--- INSTRUCTIONS TO FOLLOW ---
Revise the HZ/su vaccine abstract by replacing "extreme age groups" with "outer age groups". Reproduce the passage that begins with "HZ/su vaccine is" and ends with "and willingness-to-pay threshold.".

Adjuvanted herpes zoster (HZ) subunit (HZ/su) vaccine is recommended for healthy adults aged ≥50 years, yet vaccine efficacy is expected to wane over time. Age-sex specific cost-effectiveness analyses of HZ/su vaccine are warranted to inform decision-making on vaccine policy. We aimed to determine the optimal gender-specific age for cost-effective HZ/su vaccination in Hong Kong.
A Markov model was used to compare outcomes with and without HZ/su in healthy males and females at age 50–80 years. Model outcome measures were total cost, HZ cases, and HZ-associated quality-adjusted life-years (QALYs) loss. Incremental cost per QALY saved (ICER) by HZ/su was estimated for each age-sex group. Sensitivity analyses were performed to examine robustness of model results.
HZ/su reduced incidence of HZ in both males and females aged 50–80 years and the numbers needed to vaccinate to avoid one HZ case were lowest at age 60 years for males (6.05) and females (5.50). The highest QALY-saved occurred in females (0.00396 QALYs) and males (0.00379 QALYs) who were vaccinated at 60 years old. The ICERs were lowest at age 60–70 years for both genders. Using 1× gross domestic product per capita of Hong Kong (USD46,153) as willingness-to-pay threshold, HZ/su vaccine was accepted to be cost-effective for all female and male age groups at vaccine cost = USD160, for female aged 50–79 years and male aged 54–74 years at vaccine cost = USD200, and for female aged 59–71 years at vaccine cost = USD240.
HZ/su vaccine is more likely to be cost-effective for males and females aged between 60–70 years than the extreme age groups (less than 60 years and older than 70 years) in Hong Kong. The age range for cost-effective acceptance of HZ/su vaccine appears to be broader in females than males given the same vaccine cost and willingness-to-pay threshold.

--- AVAILABLE DATA ---
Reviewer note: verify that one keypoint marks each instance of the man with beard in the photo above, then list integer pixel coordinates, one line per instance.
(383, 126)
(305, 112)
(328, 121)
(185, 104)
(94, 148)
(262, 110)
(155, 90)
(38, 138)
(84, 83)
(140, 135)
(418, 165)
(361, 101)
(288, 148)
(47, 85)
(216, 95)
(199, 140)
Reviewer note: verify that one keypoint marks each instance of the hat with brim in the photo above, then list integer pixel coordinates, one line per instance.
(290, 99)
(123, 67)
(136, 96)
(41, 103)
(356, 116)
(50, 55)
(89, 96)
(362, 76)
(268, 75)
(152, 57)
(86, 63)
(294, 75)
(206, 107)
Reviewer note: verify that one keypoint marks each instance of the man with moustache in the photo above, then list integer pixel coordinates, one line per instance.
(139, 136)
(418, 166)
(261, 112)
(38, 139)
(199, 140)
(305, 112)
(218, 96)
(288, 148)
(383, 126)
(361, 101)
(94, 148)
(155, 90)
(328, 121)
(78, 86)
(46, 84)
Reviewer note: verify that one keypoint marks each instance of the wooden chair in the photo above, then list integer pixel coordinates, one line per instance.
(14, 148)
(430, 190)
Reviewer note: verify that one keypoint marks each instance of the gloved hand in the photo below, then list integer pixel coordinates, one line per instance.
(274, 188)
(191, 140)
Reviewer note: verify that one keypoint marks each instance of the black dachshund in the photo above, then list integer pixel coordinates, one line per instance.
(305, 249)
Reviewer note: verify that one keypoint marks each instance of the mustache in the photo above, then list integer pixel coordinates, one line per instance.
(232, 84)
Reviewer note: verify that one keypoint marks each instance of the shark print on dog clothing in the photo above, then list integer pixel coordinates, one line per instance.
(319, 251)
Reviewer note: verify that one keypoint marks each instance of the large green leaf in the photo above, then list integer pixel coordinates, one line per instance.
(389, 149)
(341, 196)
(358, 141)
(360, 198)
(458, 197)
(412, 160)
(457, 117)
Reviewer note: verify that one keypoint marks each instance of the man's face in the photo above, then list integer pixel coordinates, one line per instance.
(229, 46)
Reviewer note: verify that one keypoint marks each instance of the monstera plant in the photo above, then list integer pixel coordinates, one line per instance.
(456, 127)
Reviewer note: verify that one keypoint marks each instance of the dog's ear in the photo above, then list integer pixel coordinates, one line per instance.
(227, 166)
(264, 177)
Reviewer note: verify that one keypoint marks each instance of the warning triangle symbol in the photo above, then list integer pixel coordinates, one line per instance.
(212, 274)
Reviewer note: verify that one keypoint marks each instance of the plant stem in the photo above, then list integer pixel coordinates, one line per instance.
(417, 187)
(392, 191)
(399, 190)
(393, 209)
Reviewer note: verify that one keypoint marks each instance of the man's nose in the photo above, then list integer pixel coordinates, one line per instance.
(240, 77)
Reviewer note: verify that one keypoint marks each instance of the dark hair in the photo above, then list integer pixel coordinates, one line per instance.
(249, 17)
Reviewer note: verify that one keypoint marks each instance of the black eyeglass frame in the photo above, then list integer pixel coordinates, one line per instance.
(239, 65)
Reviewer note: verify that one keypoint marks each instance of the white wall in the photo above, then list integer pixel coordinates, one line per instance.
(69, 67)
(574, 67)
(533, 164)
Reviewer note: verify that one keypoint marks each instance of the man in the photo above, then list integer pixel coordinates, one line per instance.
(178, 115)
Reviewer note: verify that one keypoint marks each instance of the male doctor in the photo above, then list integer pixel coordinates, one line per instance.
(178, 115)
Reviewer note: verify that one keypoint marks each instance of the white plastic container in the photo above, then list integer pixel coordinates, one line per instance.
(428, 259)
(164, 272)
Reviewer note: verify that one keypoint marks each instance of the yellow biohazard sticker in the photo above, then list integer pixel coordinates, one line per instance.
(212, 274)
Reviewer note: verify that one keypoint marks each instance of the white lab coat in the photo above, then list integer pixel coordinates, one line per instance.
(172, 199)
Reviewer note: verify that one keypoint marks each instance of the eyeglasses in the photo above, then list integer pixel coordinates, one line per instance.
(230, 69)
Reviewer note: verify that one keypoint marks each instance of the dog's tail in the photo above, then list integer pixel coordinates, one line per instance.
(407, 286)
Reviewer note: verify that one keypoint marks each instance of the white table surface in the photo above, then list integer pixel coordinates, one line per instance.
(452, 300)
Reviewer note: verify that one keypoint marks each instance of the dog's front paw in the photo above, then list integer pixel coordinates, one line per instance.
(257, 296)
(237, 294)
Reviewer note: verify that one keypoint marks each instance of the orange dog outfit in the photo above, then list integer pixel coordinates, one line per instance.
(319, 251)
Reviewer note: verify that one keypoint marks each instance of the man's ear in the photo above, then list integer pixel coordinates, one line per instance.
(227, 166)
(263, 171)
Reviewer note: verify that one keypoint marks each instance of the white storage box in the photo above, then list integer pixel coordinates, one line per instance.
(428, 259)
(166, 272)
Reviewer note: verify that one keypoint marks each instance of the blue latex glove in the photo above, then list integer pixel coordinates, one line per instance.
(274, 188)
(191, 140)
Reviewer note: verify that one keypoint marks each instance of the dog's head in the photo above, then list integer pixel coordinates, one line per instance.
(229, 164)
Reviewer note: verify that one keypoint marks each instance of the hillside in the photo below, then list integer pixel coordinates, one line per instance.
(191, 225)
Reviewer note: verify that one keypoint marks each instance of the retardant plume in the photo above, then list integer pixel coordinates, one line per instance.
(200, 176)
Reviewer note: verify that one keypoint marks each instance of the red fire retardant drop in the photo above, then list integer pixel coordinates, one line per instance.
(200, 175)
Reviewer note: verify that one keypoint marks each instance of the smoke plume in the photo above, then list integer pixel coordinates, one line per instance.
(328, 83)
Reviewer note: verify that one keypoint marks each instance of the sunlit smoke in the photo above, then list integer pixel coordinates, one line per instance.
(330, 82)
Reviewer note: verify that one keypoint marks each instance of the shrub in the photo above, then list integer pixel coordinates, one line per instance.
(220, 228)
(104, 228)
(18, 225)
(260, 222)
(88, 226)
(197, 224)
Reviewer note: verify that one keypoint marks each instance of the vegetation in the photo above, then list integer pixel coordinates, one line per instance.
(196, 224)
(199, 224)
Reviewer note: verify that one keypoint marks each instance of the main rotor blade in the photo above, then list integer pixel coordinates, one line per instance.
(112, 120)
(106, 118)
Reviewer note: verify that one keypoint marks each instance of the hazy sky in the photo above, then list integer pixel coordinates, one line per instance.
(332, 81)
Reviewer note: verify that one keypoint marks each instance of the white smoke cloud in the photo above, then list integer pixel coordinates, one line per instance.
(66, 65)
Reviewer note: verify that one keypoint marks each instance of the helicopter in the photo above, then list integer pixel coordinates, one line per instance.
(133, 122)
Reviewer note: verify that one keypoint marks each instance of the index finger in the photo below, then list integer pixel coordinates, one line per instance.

--- EXERCISE RESULT ---
HZ/su vaccine is more likely to be cost-effective for males and females aged between 60–70 years than the outer age groups (less than 60 years and older than 70 years) in Hong Kong. The age range for cost-effective acceptance of HZ/su vaccine appears to be broader in females than males given the same vaccine cost and willingness-to-pay threshold.